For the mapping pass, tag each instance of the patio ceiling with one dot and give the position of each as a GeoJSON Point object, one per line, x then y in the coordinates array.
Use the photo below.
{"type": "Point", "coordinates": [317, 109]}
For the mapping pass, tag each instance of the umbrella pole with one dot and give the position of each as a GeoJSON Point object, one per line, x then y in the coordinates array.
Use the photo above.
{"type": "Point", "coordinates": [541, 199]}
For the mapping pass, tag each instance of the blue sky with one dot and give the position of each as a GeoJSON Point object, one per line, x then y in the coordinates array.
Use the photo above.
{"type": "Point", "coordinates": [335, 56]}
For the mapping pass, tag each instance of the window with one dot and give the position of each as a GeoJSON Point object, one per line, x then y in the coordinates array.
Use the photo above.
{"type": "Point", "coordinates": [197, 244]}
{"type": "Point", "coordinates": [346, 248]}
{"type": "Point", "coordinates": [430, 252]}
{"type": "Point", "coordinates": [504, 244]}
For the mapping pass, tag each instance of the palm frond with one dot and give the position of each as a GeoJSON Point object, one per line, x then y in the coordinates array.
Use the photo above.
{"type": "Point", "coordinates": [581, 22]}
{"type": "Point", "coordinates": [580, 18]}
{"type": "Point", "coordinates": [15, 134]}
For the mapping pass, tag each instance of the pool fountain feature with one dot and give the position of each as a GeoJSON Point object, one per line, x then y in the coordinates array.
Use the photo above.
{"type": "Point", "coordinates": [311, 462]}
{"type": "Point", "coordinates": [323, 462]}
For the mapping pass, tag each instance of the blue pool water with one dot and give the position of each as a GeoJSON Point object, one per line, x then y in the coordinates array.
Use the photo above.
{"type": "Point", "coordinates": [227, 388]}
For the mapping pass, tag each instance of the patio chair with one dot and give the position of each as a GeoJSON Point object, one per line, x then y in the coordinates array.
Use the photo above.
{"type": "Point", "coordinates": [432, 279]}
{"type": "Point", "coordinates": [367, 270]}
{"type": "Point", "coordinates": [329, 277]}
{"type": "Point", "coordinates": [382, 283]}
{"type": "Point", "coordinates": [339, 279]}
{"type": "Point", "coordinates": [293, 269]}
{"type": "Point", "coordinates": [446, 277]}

::::::::

Work instructions:
Word for word, extract all the records.

Finished answer:
For the mapping pass, tag each instance of the patio ceiling with one dot and give the position of each as a GeoJSON Point object, one per line, x then y in the coordinates array.
Use the photo below.
{"type": "Point", "coordinates": [317, 109]}
For the mapping pass, tag each instance of the umbrella pole with one dot and give the position of each as a GeoJSON Point object, one per line, x then y in the coordinates array.
Use the photo above.
{"type": "Point", "coordinates": [541, 199]}
For the mapping pass, tag each instance of the blue sky with one dot and give the position of each as a GeoJSON Point object, one per line, x then y in the coordinates array.
Use the photo above.
{"type": "Point", "coordinates": [335, 56]}
For the mapping pass, tag each instance of the window with one dot and give the position of each as a GeoJSON Point object, one per line, x then y in the coordinates array.
Use the photo above.
{"type": "Point", "coordinates": [197, 244]}
{"type": "Point", "coordinates": [346, 248]}
{"type": "Point", "coordinates": [430, 252]}
{"type": "Point", "coordinates": [504, 244]}
For the mapping pass, tag each instance of the palm frond with one dot and give the position of each as a GeoJSON Point object, one per line, x then y in the coordinates array.
Use the photo above.
{"type": "Point", "coordinates": [581, 22]}
{"type": "Point", "coordinates": [580, 18]}
{"type": "Point", "coordinates": [15, 134]}
For the mapping pass, tag each instance of the pool fountain feature with one dot and give the position of each as a GeoJSON Point object, one per line, x then y in the coordinates array.
Use the photo above.
{"type": "Point", "coordinates": [311, 462]}
{"type": "Point", "coordinates": [323, 462]}
For the mapping pass, tag each instance of the blue pool water with one dot and give the position of each as a GeoJSON Point object, one per line, x then y in the coordinates array.
Use the photo above.
{"type": "Point", "coordinates": [227, 388]}
For the mapping pass, tag each instance of the patio chair with one dot and give the position of each as a GeoJSON Point object, one per line, x then y in the coordinates array.
Use the photo above.
{"type": "Point", "coordinates": [432, 279]}
{"type": "Point", "coordinates": [367, 270]}
{"type": "Point", "coordinates": [329, 277]}
{"type": "Point", "coordinates": [382, 283]}
{"type": "Point", "coordinates": [339, 279]}
{"type": "Point", "coordinates": [293, 269]}
{"type": "Point", "coordinates": [446, 277]}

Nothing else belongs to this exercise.